**Data shown**.

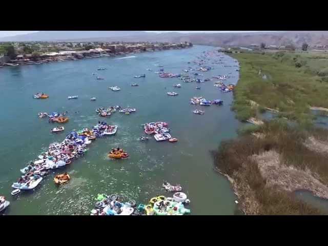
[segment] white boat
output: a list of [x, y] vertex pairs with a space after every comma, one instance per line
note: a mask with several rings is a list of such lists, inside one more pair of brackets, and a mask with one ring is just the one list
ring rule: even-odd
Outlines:
[[20, 190], [33, 190], [42, 181], [42, 177], [39, 176], [33, 176], [26, 183], [19, 183], [15, 182], [12, 184], [11, 187]]
[[173, 200], [175, 201], [183, 202], [187, 199], [187, 195], [183, 192], [177, 192], [173, 194]]
[[118, 91], [120, 90], [120, 88], [117, 86], [112, 86], [111, 87], [110, 87], [109, 89], [112, 90], [113, 91]]
[[118, 126], [110, 126], [111, 127], [114, 127], [111, 130], [109, 131], [108, 128], [107, 128], [104, 132], [102, 133], [103, 135], [114, 135], [116, 133], [117, 131], [117, 127]]
[[197, 109], [195, 109], [195, 110], [194, 110], [193, 111], [193, 113], [196, 114], [201, 114], [201, 115], [204, 114], [204, 111], [202, 111], [201, 110], [198, 110]]
[[0, 196], [0, 212], [6, 209], [9, 206], [10, 202], [6, 200], [4, 196]]
[[168, 92], [168, 95], [169, 95], [169, 96], [177, 96], [178, 94], [176, 92]]
[[156, 141], [165, 141], [167, 140], [167, 139], [161, 134], [155, 134], [154, 135], [154, 137], [156, 139]]
[[17, 194], [20, 193], [20, 190], [19, 189], [16, 189], [11, 192], [11, 195], [14, 196], [15, 195], [17, 195]]
[[55, 127], [54, 128], [53, 128], [51, 130], [51, 132], [62, 132], [63, 131], [64, 131], [64, 130], [65, 130], [65, 129], [64, 128], [64, 127]]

**Exercise goal**.
Rewrite the items above as a JSON list of strings, one string per line, with blank lines dropped and the pictures left out.

**Complete output**.
[
  "[segment] white boat",
  "output: a list of [x, y] vertex pairs with a space after every comma, one instance per line",
  "note: a mask with several rings is a list of such lists, inside one more pair of brackets, and a mask with one ring is just the one list",
  "ring rule: even-odd",
  "Outlines:",
  "[[20, 190], [33, 190], [42, 181], [42, 177], [39, 176], [33, 176], [26, 183], [19, 183], [15, 182], [12, 184], [11, 187]]",
  "[[173, 200], [175, 201], [183, 202], [187, 199], [187, 195], [183, 192], [177, 192], [173, 194]]",
  "[[118, 91], [120, 90], [120, 88], [117, 86], [112, 86], [111, 87], [110, 87], [109, 89], [112, 90], [113, 91]]",
  "[[118, 126], [110, 126], [111, 127], [114, 127], [111, 130], [109, 131], [108, 128], [107, 128], [104, 132], [102, 133], [103, 135], [114, 135], [116, 133], [117, 131], [117, 127]]",
  "[[197, 109], [195, 109], [195, 110], [194, 110], [193, 111], [193, 113], [196, 114], [201, 114], [201, 115], [204, 114], [204, 111], [202, 111], [201, 110], [198, 110]]",
  "[[0, 196], [0, 212], [6, 209], [9, 206], [10, 202], [6, 200], [4, 196]]",
  "[[168, 92], [168, 95], [169, 95], [169, 96], [177, 96], [178, 94], [176, 92]]",
  "[[156, 141], [165, 141], [167, 140], [167, 139], [161, 134], [155, 134], [154, 135], [154, 137], [156, 139]]",
  "[[17, 194], [20, 193], [20, 190], [19, 189], [16, 189], [11, 192], [11, 195], [14, 196], [15, 195], [17, 195]]",
  "[[55, 127], [54, 128], [53, 128], [51, 130], [51, 132], [62, 132], [63, 131], [64, 131], [64, 130], [65, 130], [65, 129], [64, 128], [64, 127]]"
]